VORGEGEBENER TEXT →
##############################

600 Euro Strafe wegen Schwarzfahren

Susanne W. wurde in Berlin bereits zum dritten Mal beim Schwarzfahren erwischt. Nun sitzt sie auf der Angeklagebank beim Amtsgericht Berlin-Tiergarten.

Sie erzählte dem Richter, dass sie ein Kind habe, alleinerziehend sei und Bürgergeld-Leistungen beziehe. Weil die Preise für Lebensmittel und Strom immer weiter steigen habe sie sich deshalb kein Ticket leisten können. Sie wisse dass das falsch sei, aber Mitte des Monats sei selbst für ein Sozialticket kein Geld mehr da.

Das Gericht zeigte zwar für die Lebenssituation der Angeklagten Verständnis, dennoch wurde eine Geldstrafe in Höhe von 600 Euro verhängt.

Geldstrafen sollen sich stark reduzieren, wenn Verurteilter erwerbslos ist

Das soll sich nun verändern. In naher Zukunft müsste sie weniger Strafe zahlen. Die Geldstrafe wäre nur noch ein Drittel so hoch, nur noch 200 Euro. Wenn die Justiz in der Hauptstadt ihren überraschenden neuen Plan umsetzt.

Ein Plan, mit dem die Berliner Justiz einem wachsenden Problem begegnen will: Menschen wie Susanne S. scheitern allzu oft an der Zahlung von Geldstrafen. Und viele landen im Gefängnis, weil sie wegen vielfältigen Problemen oft auch keine Sozialstunden ableisten können. Allein wegen Schwarzfahrens jährlich bundesweit 7000 Menschen.

##############################

Zeilen aus einem Datensatz mit Punktmarkierungen:
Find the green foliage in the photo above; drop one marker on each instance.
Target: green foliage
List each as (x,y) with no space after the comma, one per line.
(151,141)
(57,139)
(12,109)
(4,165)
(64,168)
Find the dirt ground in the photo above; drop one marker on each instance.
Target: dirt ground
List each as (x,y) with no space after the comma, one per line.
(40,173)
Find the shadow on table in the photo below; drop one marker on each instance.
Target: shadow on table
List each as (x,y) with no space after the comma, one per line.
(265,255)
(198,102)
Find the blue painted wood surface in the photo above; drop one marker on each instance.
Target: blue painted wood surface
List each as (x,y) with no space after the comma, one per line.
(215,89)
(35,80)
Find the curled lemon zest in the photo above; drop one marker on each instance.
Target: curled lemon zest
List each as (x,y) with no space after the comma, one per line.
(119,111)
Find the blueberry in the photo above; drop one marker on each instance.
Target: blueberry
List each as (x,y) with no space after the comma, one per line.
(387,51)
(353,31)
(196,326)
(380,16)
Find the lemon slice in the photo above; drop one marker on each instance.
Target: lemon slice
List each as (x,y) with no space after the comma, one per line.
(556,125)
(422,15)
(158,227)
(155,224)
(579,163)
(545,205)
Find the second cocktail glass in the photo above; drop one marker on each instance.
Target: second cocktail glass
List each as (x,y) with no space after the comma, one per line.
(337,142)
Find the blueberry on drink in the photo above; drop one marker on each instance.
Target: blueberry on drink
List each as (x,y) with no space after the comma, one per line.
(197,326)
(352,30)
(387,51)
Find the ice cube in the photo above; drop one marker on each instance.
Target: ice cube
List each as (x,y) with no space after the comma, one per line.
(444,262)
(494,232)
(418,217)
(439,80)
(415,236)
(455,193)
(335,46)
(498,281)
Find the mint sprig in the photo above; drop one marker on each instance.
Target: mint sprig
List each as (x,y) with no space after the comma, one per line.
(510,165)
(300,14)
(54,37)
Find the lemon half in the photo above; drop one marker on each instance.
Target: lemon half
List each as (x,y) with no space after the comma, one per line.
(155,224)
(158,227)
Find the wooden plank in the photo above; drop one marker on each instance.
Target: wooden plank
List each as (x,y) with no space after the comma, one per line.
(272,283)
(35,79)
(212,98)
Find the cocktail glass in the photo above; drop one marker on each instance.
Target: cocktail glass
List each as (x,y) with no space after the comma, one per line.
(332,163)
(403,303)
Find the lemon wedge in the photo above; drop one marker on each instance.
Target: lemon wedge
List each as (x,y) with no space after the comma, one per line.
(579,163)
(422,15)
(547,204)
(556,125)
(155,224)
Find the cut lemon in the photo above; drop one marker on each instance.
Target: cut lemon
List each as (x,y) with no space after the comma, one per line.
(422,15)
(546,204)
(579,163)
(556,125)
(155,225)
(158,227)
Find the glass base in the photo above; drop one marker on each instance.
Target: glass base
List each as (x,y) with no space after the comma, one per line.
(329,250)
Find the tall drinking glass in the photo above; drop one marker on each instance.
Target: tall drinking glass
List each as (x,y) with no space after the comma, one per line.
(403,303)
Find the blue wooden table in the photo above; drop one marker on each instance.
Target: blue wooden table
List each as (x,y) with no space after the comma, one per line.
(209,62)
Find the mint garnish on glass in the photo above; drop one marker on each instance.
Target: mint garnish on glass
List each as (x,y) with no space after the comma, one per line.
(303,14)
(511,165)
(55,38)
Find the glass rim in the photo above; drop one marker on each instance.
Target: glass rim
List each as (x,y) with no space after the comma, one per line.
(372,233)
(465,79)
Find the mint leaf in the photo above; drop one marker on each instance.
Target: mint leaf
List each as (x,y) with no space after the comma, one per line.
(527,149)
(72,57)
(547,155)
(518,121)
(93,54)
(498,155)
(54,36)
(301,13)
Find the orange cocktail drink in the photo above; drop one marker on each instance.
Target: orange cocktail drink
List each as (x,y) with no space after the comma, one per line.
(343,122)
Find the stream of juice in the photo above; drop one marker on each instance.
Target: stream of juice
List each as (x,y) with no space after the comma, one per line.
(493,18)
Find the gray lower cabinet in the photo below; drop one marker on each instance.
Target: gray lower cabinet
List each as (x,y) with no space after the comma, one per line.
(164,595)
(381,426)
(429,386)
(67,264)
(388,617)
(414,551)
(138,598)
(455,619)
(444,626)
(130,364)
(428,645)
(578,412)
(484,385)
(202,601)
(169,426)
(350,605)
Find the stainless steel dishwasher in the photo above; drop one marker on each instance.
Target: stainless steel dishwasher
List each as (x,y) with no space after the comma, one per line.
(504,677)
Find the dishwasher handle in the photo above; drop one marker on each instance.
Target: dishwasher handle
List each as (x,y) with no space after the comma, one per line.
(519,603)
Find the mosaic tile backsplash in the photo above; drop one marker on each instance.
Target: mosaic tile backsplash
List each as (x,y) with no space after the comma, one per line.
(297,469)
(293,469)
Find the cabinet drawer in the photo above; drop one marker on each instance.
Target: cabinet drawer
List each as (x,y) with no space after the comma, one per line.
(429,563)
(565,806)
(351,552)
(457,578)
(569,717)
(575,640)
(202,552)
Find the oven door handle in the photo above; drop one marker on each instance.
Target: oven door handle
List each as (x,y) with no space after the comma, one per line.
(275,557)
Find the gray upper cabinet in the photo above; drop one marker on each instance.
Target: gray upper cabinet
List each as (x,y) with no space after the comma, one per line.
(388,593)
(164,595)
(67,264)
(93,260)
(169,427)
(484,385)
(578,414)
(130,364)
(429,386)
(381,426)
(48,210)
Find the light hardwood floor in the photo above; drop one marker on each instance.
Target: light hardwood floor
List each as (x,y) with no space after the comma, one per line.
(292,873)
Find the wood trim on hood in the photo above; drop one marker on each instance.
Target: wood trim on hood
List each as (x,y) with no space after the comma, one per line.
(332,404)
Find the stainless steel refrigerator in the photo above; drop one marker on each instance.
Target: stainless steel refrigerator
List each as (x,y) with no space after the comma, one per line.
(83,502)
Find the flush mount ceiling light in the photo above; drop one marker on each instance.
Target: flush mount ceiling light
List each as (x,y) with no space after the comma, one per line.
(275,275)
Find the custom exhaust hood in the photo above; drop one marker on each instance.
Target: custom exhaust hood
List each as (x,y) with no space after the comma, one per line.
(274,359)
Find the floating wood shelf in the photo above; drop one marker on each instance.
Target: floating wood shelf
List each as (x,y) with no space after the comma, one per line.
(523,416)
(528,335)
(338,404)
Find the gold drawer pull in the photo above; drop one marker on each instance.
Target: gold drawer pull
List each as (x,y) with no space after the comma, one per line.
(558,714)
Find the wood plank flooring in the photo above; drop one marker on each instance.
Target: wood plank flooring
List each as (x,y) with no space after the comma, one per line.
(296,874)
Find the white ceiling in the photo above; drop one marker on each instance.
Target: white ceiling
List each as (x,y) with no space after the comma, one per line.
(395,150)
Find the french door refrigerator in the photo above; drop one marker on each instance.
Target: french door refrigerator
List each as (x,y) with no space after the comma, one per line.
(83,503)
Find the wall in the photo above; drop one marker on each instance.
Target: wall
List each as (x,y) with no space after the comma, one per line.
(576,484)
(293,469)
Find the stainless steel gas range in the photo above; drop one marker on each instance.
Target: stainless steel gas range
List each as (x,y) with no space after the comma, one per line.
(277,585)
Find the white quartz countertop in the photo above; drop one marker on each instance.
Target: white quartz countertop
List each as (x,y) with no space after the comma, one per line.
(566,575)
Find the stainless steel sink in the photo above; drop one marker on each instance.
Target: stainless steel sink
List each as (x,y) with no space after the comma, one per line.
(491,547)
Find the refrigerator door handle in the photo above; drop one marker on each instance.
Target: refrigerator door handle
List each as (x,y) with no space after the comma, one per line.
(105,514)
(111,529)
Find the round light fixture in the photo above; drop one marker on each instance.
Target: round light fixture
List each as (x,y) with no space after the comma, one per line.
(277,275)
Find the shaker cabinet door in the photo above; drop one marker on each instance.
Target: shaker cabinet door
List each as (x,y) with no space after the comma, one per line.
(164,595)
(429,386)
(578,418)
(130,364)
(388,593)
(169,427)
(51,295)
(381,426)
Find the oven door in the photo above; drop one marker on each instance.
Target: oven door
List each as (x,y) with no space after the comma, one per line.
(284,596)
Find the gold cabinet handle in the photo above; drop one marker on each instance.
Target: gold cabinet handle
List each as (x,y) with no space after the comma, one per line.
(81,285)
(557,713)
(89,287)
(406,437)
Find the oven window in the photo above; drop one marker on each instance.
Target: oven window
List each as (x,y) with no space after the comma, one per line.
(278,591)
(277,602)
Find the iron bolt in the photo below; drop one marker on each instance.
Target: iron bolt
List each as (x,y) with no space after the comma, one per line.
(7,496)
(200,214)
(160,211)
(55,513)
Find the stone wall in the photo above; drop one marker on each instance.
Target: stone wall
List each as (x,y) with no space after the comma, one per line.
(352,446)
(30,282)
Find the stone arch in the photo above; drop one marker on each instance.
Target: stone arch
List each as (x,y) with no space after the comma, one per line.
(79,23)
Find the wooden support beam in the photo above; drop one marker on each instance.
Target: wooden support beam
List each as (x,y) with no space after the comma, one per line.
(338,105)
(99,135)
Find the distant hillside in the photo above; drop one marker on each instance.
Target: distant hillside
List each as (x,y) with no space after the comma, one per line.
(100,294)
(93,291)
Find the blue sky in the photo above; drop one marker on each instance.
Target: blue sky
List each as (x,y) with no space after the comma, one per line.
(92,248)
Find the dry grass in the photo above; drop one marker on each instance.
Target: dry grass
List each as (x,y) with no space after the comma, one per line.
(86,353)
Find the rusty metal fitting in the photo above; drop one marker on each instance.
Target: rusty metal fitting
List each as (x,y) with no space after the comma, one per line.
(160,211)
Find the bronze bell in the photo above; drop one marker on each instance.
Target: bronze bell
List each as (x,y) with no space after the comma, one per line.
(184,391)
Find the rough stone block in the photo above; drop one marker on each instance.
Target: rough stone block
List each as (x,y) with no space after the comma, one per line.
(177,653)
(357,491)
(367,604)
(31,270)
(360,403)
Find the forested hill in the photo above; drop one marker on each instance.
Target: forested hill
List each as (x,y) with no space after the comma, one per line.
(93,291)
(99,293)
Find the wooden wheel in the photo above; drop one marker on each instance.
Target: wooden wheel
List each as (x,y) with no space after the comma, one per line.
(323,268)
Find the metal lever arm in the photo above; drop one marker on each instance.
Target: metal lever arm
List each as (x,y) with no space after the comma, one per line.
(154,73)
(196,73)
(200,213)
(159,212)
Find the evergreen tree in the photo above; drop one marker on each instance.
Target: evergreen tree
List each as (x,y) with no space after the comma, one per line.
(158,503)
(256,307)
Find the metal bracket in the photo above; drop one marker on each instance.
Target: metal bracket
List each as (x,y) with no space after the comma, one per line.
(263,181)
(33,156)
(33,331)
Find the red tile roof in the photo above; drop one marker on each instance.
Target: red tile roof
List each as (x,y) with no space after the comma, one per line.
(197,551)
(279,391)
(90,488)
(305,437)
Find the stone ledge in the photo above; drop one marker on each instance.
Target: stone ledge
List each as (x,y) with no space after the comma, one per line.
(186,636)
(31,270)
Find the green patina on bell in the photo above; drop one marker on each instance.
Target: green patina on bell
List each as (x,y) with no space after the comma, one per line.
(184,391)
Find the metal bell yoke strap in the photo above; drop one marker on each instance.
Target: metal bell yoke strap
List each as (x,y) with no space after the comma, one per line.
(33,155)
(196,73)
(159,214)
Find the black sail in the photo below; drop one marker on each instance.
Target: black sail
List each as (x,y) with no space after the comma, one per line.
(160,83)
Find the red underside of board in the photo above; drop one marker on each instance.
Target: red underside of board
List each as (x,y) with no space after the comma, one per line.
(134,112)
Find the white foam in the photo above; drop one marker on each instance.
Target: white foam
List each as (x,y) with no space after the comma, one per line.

##############################

ZU LÖSENDE AUFGABEN →
A) Gib den Text über die Strafe wegen Schwarzfahrens ab „600 Euro Strafe“ bis einschließlich „Geld mehr da.“ erneut wieder und ersetze dabei „Strom“ durch „Miete“.
B) Liste jede Zeile der Datensätze auf, in der die Zeichenfolge „tile“ vorkommt. Achte dabei auf Groß- und Kleinschreibung.

LÖSUNGEN JE AUFGABE →
A)
600 Euro Strafe wegen Schwarzfahren

Susanne W. wurde in Berlin bereits zum dritten Mal beim Schwarzfahren erwischt. Nun sitzt sie auf der Angeklagebank beim Amtsgericht Berlin-Tiergarten.

Sie erzählte dem Richter, dass sie ein Kind habe, alleinerziehend sei und Bürgergeld-Leistungen beziehe. Weil die Preise für Lebensmittel und Miete immer weiter steigen habe sie sich deshalb kein Ticket leisten können. Sie wisse dass das falsch sei, aber Mitte des Monats sei selbst für ein Sozialticket kein Geld mehr da.

B)
Find the mosaic tile backsplash in the photo above; drop one marker on each instance.
Target: mosaic tile backsplash
Find the red tile roof in the photo above; drop one marker on each instance.
Target: red tile roof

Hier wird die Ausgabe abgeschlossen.